本文:
故郷へ恩返し

故郷を離れて早40年。私は、故郷に何かの恩返しをしたい。

個から集(Part3)

2022-09-21 07:16:41 | よもやま話

絵のタイトルは、「またね、お元気で」です。
庭に来た猪や狸にさえ、こう言うのです。
獣は、食べられてたまるかと、横目に去っていく。


どん底に きらりと光る 汗みどろ

経験がない大雨と風を吹かせた台風14号が、日本を横断し温帯低気圧になりました。
秋風が吹き始め、毛布を一枚増やしました。
今日のタイトルは、「個から集(Part3)」です。

家族から離れるほど、家族想いになる。
家に暮らしていたら、片づけ(断捨離)はきっとできなかっただろう。
望まぬまま、移住を繰り返し、「死んだまんま」の空き家に住み続けました。
誰もが片付けたいと願うものの、修繕したいと望むものの、増えるごみの山が日常となる。
集(家族)が個となり(壊れ)、あがきあきらめる個の現実を見ることになりました。

60過ぎの再婚を機に、新しい人生を歩み始めました。
それぞれの家族と暮らしていた時できなかったこと。
その理由と解決方法を知ることになりました。

成功体験が、新しいスタート(断捨離)の邪魔をする。
楽しかった過去の想い出を捨てられない。
忘れられない成功経験が、記憶に摺りこまれている。
何しろ、ため込むのが楽しかった。
家族が増える。
地域や社会の求めに応じて、山の上まで開墾した。
成功体験を見直すチャンスを自ら捨てた結果が、空き家であり過疎でした。

私達は、それぞれの家族からはがされるように一緒になりました。
60過ぎの結婚は、「家族が減る」という感じです。
私達は、「食い詰め者(世捨て人)」か「逃避行者(駆け落ち)」とみられました。
長年かけて築いたキャリア(社会的地位、プロフェッショナル)は、無になりました。
地縁血縁がないうえに、子供がいない年配者です。
その地域では、なんの役割も与えられませんでした。

誰に臆することもなく、一日中雌竹を伐りました。
妻からは、気が振れたと危惧されました。
楽しくて仕方がなかった。
開かれるにつれ、パゴダ(かつて栄えた陣屋通りとカフェ)が現れて来た。

記録一覧:
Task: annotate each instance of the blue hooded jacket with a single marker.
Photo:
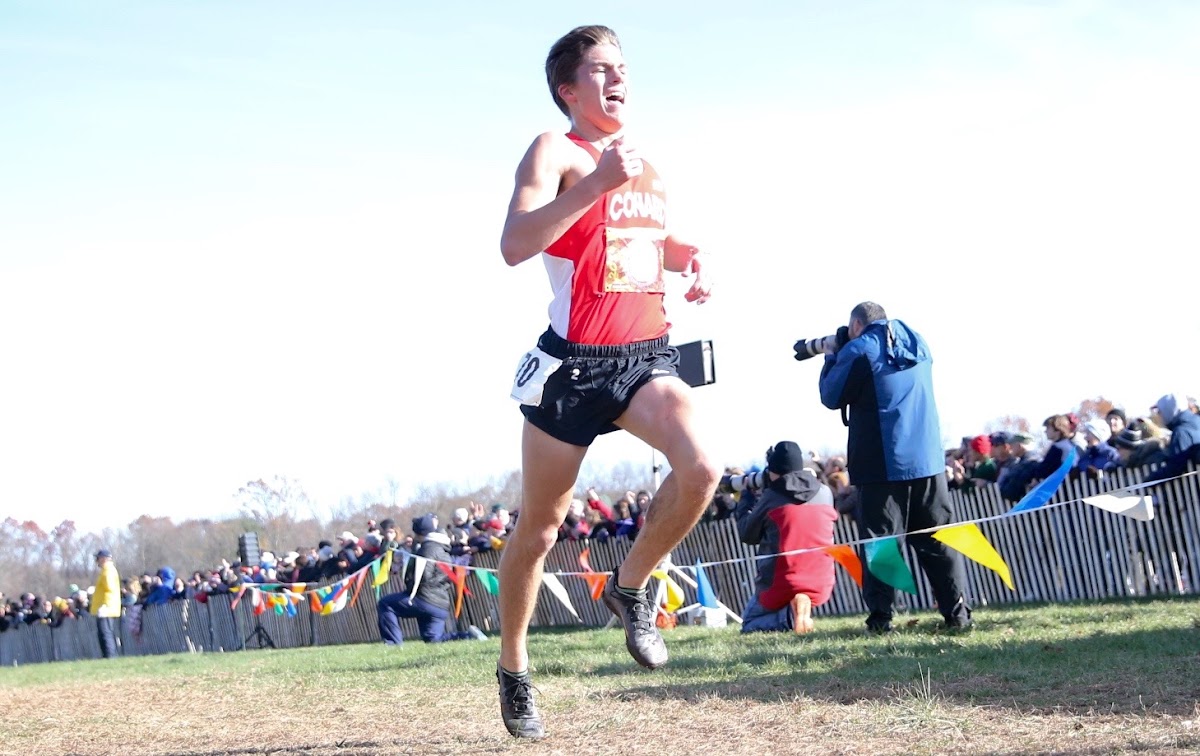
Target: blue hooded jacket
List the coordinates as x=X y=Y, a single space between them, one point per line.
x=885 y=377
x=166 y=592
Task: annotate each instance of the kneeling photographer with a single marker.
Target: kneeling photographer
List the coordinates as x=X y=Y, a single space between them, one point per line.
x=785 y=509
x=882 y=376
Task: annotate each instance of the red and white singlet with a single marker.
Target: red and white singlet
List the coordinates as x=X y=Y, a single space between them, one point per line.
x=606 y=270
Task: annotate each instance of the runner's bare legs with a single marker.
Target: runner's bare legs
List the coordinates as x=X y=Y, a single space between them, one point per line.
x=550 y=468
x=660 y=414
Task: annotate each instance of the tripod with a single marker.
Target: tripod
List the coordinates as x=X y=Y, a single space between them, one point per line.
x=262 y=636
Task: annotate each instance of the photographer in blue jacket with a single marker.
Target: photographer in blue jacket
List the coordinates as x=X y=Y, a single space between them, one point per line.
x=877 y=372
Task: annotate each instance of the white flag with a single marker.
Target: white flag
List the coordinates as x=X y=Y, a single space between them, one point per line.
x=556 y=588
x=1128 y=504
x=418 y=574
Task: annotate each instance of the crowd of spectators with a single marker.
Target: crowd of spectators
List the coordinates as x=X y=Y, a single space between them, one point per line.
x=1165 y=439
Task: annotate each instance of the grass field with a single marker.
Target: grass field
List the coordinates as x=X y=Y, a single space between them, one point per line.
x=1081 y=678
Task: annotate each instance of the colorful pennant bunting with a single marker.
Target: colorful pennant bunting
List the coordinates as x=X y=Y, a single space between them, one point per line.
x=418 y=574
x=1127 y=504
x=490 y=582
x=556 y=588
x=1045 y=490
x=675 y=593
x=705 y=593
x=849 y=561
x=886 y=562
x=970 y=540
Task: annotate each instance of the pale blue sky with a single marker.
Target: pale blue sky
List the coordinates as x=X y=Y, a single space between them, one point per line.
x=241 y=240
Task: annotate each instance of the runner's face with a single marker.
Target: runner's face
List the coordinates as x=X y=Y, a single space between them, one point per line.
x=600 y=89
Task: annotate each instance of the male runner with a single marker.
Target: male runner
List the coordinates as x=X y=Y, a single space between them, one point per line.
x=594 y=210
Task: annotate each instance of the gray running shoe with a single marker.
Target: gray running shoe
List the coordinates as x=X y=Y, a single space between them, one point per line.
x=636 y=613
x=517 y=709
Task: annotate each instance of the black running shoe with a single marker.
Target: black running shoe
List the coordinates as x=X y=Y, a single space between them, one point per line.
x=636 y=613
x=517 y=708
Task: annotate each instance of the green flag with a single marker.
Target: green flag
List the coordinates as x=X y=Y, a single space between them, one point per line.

課題概要: 本文でかぎかっこ「」に囲まれた語句を、出てくる順にすべて挙げてください。

作業結果:
「またね、お元気で」
「個から集(Part3)」
「死んだまんま」
「家族が減る」
「食い詰め者(世捨て人)」
「逃避行者(駆け落ち)」